(Items from a labeling collection)
⟨

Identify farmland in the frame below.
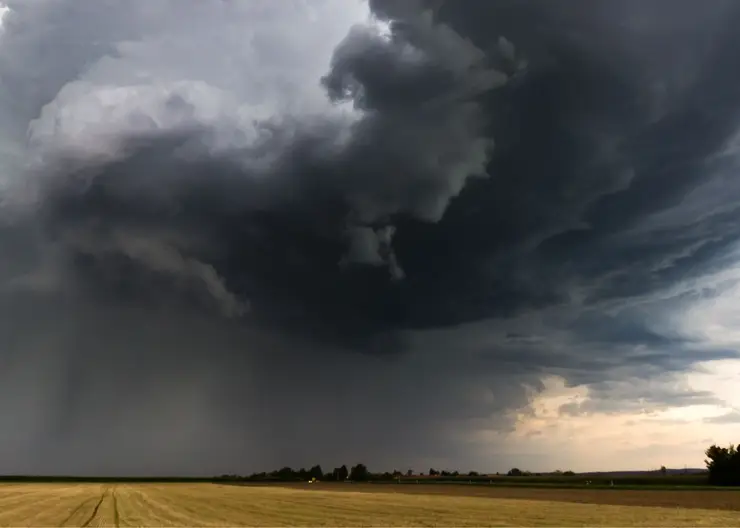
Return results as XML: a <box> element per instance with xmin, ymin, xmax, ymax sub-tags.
<box><xmin>0</xmin><ymin>482</ymin><xmax>740</xmax><ymax>526</ymax></box>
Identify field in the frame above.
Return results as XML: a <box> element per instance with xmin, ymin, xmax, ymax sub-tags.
<box><xmin>0</xmin><ymin>483</ymin><xmax>740</xmax><ymax>526</ymax></box>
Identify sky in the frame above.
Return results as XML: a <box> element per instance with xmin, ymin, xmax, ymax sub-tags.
<box><xmin>0</xmin><ymin>0</ymin><xmax>740</xmax><ymax>475</ymax></box>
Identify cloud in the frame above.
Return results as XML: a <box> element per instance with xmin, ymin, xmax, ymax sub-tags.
<box><xmin>0</xmin><ymin>0</ymin><xmax>740</xmax><ymax>473</ymax></box>
<box><xmin>704</xmin><ymin>410</ymin><xmax>740</xmax><ymax>424</ymax></box>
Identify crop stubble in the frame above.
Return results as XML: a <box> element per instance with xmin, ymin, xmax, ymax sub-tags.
<box><xmin>0</xmin><ymin>484</ymin><xmax>740</xmax><ymax>526</ymax></box>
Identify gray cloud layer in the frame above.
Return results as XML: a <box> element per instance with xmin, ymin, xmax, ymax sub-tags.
<box><xmin>0</xmin><ymin>0</ymin><xmax>740</xmax><ymax>473</ymax></box>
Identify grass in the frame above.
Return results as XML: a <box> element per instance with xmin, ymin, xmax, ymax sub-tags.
<box><xmin>0</xmin><ymin>483</ymin><xmax>740</xmax><ymax>526</ymax></box>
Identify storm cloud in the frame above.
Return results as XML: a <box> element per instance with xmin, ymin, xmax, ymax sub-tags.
<box><xmin>0</xmin><ymin>0</ymin><xmax>740</xmax><ymax>474</ymax></box>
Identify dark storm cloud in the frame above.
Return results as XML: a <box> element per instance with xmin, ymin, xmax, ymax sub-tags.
<box><xmin>0</xmin><ymin>0</ymin><xmax>740</xmax><ymax>473</ymax></box>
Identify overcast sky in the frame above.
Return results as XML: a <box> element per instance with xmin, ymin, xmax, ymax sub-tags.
<box><xmin>0</xmin><ymin>0</ymin><xmax>740</xmax><ymax>475</ymax></box>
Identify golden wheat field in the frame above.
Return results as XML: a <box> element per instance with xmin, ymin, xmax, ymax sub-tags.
<box><xmin>0</xmin><ymin>484</ymin><xmax>740</xmax><ymax>526</ymax></box>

⟩

Stated goal: Replace every "Identify" in the data above with "Locate" and write the data out again with everything else unchanged. Leave the pictures out.

Response to this task:
Locate farmland in the frame below.
Return results as XML: a <box> element per instance with xmin, ymin, xmax, ymax sub-tags.
<box><xmin>0</xmin><ymin>482</ymin><xmax>740</xmax><ymax>526</ymax></box>
Locate field in the frame above.
Return results as XML: a <box> element per instance with xmin, ymin, xmax, ymax sub-tags.
<box><xmin>0</xmin><ymin>483</ymin><xmax>740</xmax><ymax>526</ymax></box>
Locate sky in the frame above.
Return results as XML: a <box> element per instance with xmin, ymin, xmax, ymax sub-tags.
<box><xmin>0</xmin><ymin>0</ymin><xmax>740</xmax><ymax>475</ymax></box>
Locate cloud in the frame above.
Return results as XML: a <box> element per instance with xmin, ymin, xmax, ymax sub-tags.
<box><xmin>0</xmin><ymin>0</ymin><xmax>740</xmax><ymax>473</ymax></box>
<box><xmin>704</xmin><ymin>410</ymin><xmax>740</xmax><ymax>424</ymax></box>
Locate crop stubble in the frame above.
Return results as XML: a <box> element per instance with xmin, ymin, xmax, ymax sub-tags.
<box><xmin>0</xmin><ymin>484</ymin><xmax>740</xmax><ymax>526</ymax></box>
Locate gray cloud layer in the frame above.
Return results as XML: a <box> element per instance with xmin, ymin, xmax, ymax sub-tags.
<box><xmin>0</xmin><ymin>0</ymin><xmax>740</xmax><ymax>473</ymax></box>
Locate grass in the frame above.
Return results as XML: a <box> element per instance with xmin, ymin, xmax, ymax sub-tags.
<box><xmin>0</xmin><ymin>483</ymin><xmax>740</xmax><ymax>526</ymax></box>
Locate storm cloud in the frame above.
Return results as XML: a <box> element per instance with xmin, ymin, xmax, ymax sub-tags.
<box><xmin>0</xmin><ymin>0</ymin><xmax>740</xmax><ymax>474</ymax></box>
Locate dark storm cloud in the frame above.
Return results as XML: a <box> element per instance with xmin, ymin, xmax, ymax sub-tags.
<box><xmin>0</xmin><ymin>0</ymin><xmax>740</xmax><ymax>473</ymax></box>
Locate overcast sky in the frame above.
Return results as XML: a <box> element per instance with xmin, ymin, xmax, ymax sub-tags.
<box><xmin>0</xmin><ymin>0</ymin><xmax>740</xmax><ymax>475</ymax></box>
Locate golden wheat field in the frame above.
Return results as XML: a <box> element per instance with xmin, ymin, xmax, ymax sub-tags.
<box><xmin>0</xmin><ymin>484</ymin><xmax>740</xmax><ymax>526</ymax></box>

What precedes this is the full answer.